In the records, each line holding "patch" must be reported.

___ Supplied material

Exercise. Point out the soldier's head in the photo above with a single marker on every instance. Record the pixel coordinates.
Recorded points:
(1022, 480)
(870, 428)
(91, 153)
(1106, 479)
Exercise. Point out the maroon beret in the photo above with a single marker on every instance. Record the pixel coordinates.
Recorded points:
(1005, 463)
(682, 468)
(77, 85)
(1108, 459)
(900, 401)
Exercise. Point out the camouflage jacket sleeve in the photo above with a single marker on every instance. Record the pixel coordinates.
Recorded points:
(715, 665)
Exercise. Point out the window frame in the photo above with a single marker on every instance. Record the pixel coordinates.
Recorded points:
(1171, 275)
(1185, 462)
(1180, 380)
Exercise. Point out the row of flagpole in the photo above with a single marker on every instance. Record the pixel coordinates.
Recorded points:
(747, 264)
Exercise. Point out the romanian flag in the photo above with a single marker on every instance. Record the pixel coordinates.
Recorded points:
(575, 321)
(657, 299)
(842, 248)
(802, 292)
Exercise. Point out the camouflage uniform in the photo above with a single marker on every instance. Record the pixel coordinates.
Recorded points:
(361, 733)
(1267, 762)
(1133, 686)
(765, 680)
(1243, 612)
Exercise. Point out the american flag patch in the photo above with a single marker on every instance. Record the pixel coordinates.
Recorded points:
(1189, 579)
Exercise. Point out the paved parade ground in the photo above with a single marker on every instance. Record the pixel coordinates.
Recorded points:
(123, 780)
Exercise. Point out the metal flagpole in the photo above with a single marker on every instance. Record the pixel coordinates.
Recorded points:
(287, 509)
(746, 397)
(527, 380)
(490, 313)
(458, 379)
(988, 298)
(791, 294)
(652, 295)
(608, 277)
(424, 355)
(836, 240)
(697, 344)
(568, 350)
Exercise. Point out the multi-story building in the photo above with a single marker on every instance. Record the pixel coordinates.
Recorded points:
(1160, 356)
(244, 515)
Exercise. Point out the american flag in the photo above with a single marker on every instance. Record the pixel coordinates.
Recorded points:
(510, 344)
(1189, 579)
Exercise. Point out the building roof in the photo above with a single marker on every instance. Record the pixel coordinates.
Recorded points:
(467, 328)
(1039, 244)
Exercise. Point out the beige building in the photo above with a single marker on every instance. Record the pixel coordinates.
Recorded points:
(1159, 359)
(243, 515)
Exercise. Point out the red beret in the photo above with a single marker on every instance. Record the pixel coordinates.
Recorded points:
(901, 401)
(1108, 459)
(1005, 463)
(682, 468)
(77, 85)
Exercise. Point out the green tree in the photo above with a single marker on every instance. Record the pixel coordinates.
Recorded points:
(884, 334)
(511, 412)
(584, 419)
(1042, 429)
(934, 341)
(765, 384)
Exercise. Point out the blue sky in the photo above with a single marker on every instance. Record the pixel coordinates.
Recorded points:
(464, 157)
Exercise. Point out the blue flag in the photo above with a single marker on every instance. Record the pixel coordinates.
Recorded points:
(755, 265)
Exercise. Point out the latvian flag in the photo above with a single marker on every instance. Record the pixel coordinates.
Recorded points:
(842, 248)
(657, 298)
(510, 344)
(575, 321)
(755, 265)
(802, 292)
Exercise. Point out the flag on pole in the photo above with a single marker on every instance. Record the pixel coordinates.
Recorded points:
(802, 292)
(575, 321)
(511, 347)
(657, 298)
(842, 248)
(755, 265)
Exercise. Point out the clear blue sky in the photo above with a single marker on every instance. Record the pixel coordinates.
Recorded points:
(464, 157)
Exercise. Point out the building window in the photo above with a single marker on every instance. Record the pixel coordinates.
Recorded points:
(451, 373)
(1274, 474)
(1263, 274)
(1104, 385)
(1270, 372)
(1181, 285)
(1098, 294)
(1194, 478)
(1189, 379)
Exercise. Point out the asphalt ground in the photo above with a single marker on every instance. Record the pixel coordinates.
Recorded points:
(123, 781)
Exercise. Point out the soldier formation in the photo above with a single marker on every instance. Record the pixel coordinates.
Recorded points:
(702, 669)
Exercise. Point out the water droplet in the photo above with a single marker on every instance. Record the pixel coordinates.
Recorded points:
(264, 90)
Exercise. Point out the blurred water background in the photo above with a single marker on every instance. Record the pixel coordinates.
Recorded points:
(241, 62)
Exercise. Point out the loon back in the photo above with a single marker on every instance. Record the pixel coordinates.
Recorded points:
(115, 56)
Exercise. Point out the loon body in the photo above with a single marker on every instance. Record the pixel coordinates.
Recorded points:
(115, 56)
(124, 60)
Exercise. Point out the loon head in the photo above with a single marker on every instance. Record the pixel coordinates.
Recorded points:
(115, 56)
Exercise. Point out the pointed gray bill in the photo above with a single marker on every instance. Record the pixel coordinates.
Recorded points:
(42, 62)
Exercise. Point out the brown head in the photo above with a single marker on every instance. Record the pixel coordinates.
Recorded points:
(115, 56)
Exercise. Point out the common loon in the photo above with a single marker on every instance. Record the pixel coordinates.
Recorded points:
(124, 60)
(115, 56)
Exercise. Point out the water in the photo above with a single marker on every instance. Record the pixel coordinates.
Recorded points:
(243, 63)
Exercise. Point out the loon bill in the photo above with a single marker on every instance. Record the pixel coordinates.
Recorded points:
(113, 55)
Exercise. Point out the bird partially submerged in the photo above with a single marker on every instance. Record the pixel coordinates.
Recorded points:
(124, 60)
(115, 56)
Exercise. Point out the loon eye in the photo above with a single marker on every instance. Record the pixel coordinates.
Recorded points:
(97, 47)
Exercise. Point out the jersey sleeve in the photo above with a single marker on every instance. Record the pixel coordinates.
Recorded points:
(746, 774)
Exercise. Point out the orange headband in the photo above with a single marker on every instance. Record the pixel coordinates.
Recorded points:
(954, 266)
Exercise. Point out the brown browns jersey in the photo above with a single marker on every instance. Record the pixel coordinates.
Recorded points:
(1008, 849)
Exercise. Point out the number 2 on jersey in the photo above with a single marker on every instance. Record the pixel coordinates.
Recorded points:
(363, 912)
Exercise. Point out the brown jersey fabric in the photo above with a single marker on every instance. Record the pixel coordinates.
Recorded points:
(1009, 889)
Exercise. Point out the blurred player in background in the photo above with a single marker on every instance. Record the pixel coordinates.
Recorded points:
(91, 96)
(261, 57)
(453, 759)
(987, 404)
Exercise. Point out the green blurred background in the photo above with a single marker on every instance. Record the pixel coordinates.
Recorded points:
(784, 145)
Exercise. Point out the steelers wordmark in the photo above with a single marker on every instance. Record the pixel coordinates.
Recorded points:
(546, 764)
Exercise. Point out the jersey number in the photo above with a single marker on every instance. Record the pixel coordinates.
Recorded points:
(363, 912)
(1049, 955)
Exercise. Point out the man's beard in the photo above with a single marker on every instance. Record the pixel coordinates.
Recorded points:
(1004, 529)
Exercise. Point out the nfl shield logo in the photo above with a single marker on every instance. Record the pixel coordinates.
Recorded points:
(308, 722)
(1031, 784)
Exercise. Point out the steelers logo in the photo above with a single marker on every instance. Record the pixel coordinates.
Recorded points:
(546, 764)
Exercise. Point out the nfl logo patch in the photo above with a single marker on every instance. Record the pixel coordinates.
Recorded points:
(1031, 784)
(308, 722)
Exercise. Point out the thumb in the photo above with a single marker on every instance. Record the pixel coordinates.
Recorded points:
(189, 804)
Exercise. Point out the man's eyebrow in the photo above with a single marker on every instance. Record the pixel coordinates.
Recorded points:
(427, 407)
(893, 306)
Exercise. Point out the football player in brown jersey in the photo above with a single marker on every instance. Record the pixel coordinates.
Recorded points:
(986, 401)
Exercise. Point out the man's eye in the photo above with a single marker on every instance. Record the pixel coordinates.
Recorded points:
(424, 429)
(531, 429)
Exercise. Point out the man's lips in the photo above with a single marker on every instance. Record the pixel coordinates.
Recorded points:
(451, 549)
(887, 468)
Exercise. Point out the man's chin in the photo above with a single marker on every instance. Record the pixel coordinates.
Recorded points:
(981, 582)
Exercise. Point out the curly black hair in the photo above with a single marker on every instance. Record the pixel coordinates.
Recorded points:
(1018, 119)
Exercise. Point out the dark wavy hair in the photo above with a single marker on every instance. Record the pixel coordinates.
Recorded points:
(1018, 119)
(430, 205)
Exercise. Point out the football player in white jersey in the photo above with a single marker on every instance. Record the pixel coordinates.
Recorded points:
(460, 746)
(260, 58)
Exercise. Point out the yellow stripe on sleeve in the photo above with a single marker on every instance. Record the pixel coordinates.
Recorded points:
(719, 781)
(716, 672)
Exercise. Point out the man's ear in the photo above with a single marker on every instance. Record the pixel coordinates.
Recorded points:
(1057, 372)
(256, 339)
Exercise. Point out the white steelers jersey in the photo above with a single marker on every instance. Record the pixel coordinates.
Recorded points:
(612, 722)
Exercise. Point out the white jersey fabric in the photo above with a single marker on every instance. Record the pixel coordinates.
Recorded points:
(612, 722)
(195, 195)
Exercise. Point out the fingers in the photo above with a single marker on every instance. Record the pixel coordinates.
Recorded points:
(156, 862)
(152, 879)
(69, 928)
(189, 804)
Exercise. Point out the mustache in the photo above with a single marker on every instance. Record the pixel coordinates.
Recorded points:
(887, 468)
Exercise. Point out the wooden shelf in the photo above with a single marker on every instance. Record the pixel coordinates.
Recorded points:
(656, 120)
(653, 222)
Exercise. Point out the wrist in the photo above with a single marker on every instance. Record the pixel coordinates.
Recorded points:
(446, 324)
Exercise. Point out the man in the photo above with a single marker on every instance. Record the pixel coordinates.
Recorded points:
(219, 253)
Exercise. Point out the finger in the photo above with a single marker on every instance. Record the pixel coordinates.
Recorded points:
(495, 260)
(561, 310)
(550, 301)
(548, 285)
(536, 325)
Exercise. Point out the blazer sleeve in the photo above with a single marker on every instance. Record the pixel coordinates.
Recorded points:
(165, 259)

______

Response box:
Exercise. Point out the american flag patch in the photo above with a single marker on every instance. Record the pixel coordinates.
Exercise. Point out the nfl logo patch in the photo above with a single marker on every instance. Record the pixel coordinates.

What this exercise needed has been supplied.